Given exercise: Copy every item below word for word.

= = =

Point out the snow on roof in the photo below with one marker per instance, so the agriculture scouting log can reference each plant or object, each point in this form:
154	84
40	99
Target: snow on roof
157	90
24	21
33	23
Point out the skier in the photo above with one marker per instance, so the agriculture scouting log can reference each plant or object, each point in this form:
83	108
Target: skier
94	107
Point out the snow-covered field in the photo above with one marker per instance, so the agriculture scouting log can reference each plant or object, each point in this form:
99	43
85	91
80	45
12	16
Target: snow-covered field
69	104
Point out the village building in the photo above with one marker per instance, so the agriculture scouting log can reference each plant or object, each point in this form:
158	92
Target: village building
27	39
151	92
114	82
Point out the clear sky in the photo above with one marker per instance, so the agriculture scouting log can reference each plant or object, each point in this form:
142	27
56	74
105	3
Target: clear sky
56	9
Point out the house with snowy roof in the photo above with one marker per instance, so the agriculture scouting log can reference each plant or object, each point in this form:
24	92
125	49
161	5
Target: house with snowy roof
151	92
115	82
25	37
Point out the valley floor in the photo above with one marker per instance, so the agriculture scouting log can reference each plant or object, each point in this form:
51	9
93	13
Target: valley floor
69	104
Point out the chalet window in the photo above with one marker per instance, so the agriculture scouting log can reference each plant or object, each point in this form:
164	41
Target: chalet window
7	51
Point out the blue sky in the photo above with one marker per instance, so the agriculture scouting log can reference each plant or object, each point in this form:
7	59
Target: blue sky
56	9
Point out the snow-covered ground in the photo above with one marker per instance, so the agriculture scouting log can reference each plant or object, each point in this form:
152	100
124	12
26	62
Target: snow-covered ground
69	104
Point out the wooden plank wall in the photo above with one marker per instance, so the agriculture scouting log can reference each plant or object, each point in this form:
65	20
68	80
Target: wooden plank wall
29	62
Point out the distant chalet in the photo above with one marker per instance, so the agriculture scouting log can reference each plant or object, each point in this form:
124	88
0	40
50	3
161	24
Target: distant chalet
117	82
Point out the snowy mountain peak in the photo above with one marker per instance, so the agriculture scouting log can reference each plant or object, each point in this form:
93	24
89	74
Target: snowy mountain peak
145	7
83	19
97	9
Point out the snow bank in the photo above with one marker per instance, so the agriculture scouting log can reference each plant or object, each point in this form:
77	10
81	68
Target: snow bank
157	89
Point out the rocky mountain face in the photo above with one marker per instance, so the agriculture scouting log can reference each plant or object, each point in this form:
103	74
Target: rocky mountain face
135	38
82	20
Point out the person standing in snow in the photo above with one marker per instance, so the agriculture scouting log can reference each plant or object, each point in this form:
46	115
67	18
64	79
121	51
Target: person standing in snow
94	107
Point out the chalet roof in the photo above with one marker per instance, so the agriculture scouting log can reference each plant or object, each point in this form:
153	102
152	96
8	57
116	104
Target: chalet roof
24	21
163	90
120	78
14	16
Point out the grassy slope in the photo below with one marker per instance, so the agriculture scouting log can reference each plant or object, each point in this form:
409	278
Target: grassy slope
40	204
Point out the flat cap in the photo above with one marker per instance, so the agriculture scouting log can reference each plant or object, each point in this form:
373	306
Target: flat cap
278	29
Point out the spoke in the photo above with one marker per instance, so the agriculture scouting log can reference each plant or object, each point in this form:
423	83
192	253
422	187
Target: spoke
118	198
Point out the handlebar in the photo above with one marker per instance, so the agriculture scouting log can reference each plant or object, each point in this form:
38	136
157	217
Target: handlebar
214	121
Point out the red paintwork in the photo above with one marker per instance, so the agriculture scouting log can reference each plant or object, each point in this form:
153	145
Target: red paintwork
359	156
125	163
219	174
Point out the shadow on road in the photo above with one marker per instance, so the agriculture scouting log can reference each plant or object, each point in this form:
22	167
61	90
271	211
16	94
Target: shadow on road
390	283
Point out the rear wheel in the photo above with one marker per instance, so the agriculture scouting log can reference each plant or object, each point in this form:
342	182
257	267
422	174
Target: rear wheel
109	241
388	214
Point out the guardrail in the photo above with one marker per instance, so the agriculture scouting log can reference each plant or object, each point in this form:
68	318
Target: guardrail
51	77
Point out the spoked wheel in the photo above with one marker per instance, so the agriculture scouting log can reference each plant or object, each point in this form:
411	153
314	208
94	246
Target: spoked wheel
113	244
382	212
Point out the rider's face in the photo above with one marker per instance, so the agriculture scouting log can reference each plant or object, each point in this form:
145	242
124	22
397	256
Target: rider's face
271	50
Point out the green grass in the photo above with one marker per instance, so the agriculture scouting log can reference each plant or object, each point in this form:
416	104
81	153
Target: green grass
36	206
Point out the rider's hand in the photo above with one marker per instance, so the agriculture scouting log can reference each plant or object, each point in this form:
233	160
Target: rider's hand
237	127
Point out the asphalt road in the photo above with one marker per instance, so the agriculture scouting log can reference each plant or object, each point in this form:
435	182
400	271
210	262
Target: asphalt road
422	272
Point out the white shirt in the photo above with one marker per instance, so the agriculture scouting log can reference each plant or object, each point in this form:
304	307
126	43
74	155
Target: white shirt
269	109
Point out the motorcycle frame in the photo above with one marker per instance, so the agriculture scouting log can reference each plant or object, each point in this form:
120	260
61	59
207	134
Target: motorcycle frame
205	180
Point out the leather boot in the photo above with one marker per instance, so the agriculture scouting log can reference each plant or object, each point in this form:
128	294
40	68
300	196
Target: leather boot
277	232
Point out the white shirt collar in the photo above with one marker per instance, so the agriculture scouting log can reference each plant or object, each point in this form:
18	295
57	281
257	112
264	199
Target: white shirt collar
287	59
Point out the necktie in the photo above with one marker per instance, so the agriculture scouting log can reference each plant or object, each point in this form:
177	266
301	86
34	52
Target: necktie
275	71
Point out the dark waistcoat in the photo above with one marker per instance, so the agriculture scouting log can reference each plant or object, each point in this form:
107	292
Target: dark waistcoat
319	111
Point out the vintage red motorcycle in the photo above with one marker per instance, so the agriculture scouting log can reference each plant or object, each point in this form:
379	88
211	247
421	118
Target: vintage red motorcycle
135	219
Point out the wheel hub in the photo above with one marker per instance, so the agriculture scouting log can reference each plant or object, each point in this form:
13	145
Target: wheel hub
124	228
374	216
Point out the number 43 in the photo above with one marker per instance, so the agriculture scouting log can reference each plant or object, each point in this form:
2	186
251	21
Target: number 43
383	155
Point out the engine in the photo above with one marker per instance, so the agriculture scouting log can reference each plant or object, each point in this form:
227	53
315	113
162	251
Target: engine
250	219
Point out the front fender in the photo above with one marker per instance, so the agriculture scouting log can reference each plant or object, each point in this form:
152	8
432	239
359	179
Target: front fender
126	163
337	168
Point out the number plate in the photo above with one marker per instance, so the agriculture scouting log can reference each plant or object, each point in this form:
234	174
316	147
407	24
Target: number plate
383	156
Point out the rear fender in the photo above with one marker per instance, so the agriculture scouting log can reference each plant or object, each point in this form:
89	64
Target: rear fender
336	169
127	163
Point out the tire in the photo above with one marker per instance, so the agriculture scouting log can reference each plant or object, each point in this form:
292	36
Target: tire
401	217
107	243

= = =

Complete answer:
Point out the snow on roof in the photo below with one marker per instance, so the agriculture scouting log can reference each plant or object, each point in this form:
154	84
40	99
Target: snow on roof
157	90
24	21
33	23
Point out the skier in the photo above with one marker per instance, so the agriculture scouting log can reference each plant or object, each point in this form:
83	108
Target: skier
94	107
Point out the snow-covered field in the photo above with one marker per instance, so the agriculture scouting log can reference each plant or object, each point in this form:
99	43
85	91
80	45
12	16
Target: snow-covered field
69	104
Point out the village building in the photo above with one marker per instance, so the agriculture scouting log can reference each plant or object, each point in this form:
158	92
Target: village building
27	39
151	92
114	82
Point out the clear sky in the photo above with one marker per instance, so the agriculture scouting log can reference each plant or object, each point in this form:
142	27
56	74
105	3
Target: clear sky
56	9
Point out the house with snowy roof in the photo above with one marker per instance, so the agriculture scouting log can reference each plant or object, each point in this form:
24	92
125	49
161	5
Target: house with snowy roof
151	92
115	82
25	37
Point out the valley floor in the photo above with one marker per instance, so the agriculture scouting log can reference each plant or object, each point in this form:
51	9
93	13
Target: valley floor
69	104
Point out the chalet window in the photo above with one marker per instance, so the agriculture scouting log can reference each plant or object, each point in this form:
164	41
Target: chalet window
7	51
Point out the blue sky in the photo above with one marker per instance, so the agriculture scouting log can reference each plant or object, each point in this form:
7	59
Target: blue sky
56	9
Point out the snow-covered ground in the photo above with one marker per instance, so the agriculture scouting log can reference each plant or object, each point in this form:
152	100
124	12
26	62
Target: snow-covered ground
69	104
Point out the wooden plank wall in the photo above with one marker per instance, so the agriculture scouting log can reference each plant or object, each point in this form:
65	20
68	80
Target: wooden plank wall
29	62
Point out the distant chalet in the photo above with one marker per instance, so the agriculture scouting log can reference each plant or object, each point in this form:
124	88
0	40
50	3
161	24
Target: distant chalet
117	82
Point out the snowy mountain peak in the photo above with one marker per instance, so the agriculture scouting log can reference each plant or object, each point in this form:
93	24
89	74
Target: snowy mountain peak
145	7
83	19
97	9
Point out the snow bank in the photo above with one marker per instance, so the agriculture scouting log can reference each plant or object, each point in this form:
77	10
81	68
Target: snow bank
157	89
Point out the rocky mountain face in the photo above with one marker per instance, so the agriculture scouting log can reference each plant or object, each point in this form:
103	74
Target: rocky mountain face
135	38
82	20
Point out the person standing in snow in the photo above with one marker per instance, so the agriculture scouting log can reference each plant or object, each point in this form:
46	115
67	18
64	79
121	51
Target: person standing in snow
94	107
Point out the chalet roof in the photo above with one marker per instance, so the agriculture scouting log can reference each plant or object, each point in this form:
153	102
152	96
8	57
116	104
Target: chalet roof
24	21
163	90
120	78
14	16
Point out the grassy slope in the photo below with one marker per instance, so the agriculture scouting log can reference each plant or object, each point in this form:
409	278
Target: grassy slope
40	204
Point out the flat cap in the photo above with one marker per instance, so the agriculture scouting log can reference each plant or object, each point in this form:
373	306
Target: flat cap
278	29
Point out the spoke in the photo above with one marker per instance, so the agriculture scouting log can reference each plant or object, each point in this form:
423	83
192	253
422	187
Target: spoke
118	198
Point out the handlebar in the photo above with one marker per instance, so the agriculture scouting log can reference each plant or object, each point in this form:
38	136
157	217
Target: handlebar
214	121
Point out the red paintwork in the photo above with one marker per instance, so the agriculture scouting log can reference each plant or object, each point in this form:
153	145
Target: red paintwork
359	156
125	163
219	174
Point out the shadow on road in the photo above with one marker per instance, so the agriculture scouting log can reference each plant or object, each point in this form:
22	167
61	90
271	211
16	94
Target: shadow on road
390	283
Point out the rear wheel in the photo above with one marker per instance, so the agriculture scouting log can reference each plant or object, each point in this form:
342	182
257	267
422	174
Target: rear wheel
109	241
388	214
Point out the guardrail in the photo above with one marker per instance, so the agriculture scouting log can reference each plant or object, each point in this form:
68	318
Target: guardrail
51	77
Point out the spoked wheel in the photo above with one marker per instance, so the agriculture scouting log can reference each plant or object, each point in this form:
411	153
314	208
94	246
Target: spoked wheel
113	244
382	212
Point out the rider's face in the photo above with one marker per instance, so the agriculture scouting log can reference each plant or object, each point in this form:
145	242
124	22
397	256
Target: rider's face
271	50
Point out the green grass in the photo above with one marker per instance, so the agriculture scouting log can reference each plant or object, each point in this form:
416	104
81	153
Target: green grass
36	206
Point out the rider's hand in the photo above with one marker per instance, so the agriculture scouting log can reference each plant or object, each point in this form:
233	160
Target: rider's hand
237	127
Point out the asphalt road in the photo above with one marker per instance, so the agriculture scouting log can reference each plant or object, each point in this form:
435	182
400	271
210	262
Target: asphalt road
422	272
Point out the white shirt in the photo above with one marker per instance, so the agriculture scouting log can reference each plant or object, each point in this form:
304	307
126	43
74	155
Target: white shirt
269	109
Point out the motorcycle frame in the photo above with one marker per instance, so the agriculture scouting log can reference each plant or object, each point in this form:
120	260
61	59
207	134
Target: motorcycle frame
205	180
Point out the leather boot in the photo above with one marker per instance, so the agriculture scouting log can reference each plant or object, each point in this form:
128	294
40	68
300	196
Target: leather boot
277	232
Point out the white shirt collar in the photo above with one marker per instance, so the agriculture scouting log can reference each plant or object, each point in this form:
18	295
57	281
257	112
264	199
Target: white shirt collar
287	59
Point out the necktie in the photo above with one marker per instance, so the agriculture scouting log can reference each plant or object, each point in this form:
177	266
301	86
34	52
Target: necktie
275	71
Point out the dark waistcoat in the photo above with one marker per instance, so the agriculture scouting log can reference each plant or object, each point in this form:
107	292
Target: dark waistcoat
319	111
Point out the vintage red motorcycle in the photo above with one marker per instance, so the agriculture scouting log can reference each plant or object, each point in this form:
379	88
211	247
421	118
Target: vintage red motorcycle
135	219
Point out the wheel hub in the photo above with one marker per instance, so the agriculture scouting log can reference each plant or object, each point in this form:
13	145
Target: wheel hub
124	228
374	216
Point out the number 43 in the photo above with one marker per instance, so the agriculture scouting log can reference each plant or object, each point in this form:
2	186
251	21
Target: number 43
383	155
Point out the engine in the photo above with one marker per instance, so the agriculture scouting log can reference each plant or object, each point in this form:
227	53
315	113
162	251
Target: engine
250	219
Point out the front fender in the photo above with one marker per instance, so the agriculture scouting log can reference each plant or object, each point in this form:
152	8
432	239
359	179
Target: front fender
126	163
337	168
Point out the number plate in the photo above with one marker per instance, so the agriculture scouting log can reference each plant or object, each point in this form:
234	174
316	147
407	24
Target: number plate
383	156
Point out the rear fender in the photo above with one marker per instance, so the agriculture scouting log can reference each plant or object, each point in this form:
89	64
Target: rear fender
336	169
127	163
Point out the tire in the photo above with one marker per instance, so the agriculture scouting log can reference each plant or object, each point in this form:
292	36
Target: tire
401	217
107	243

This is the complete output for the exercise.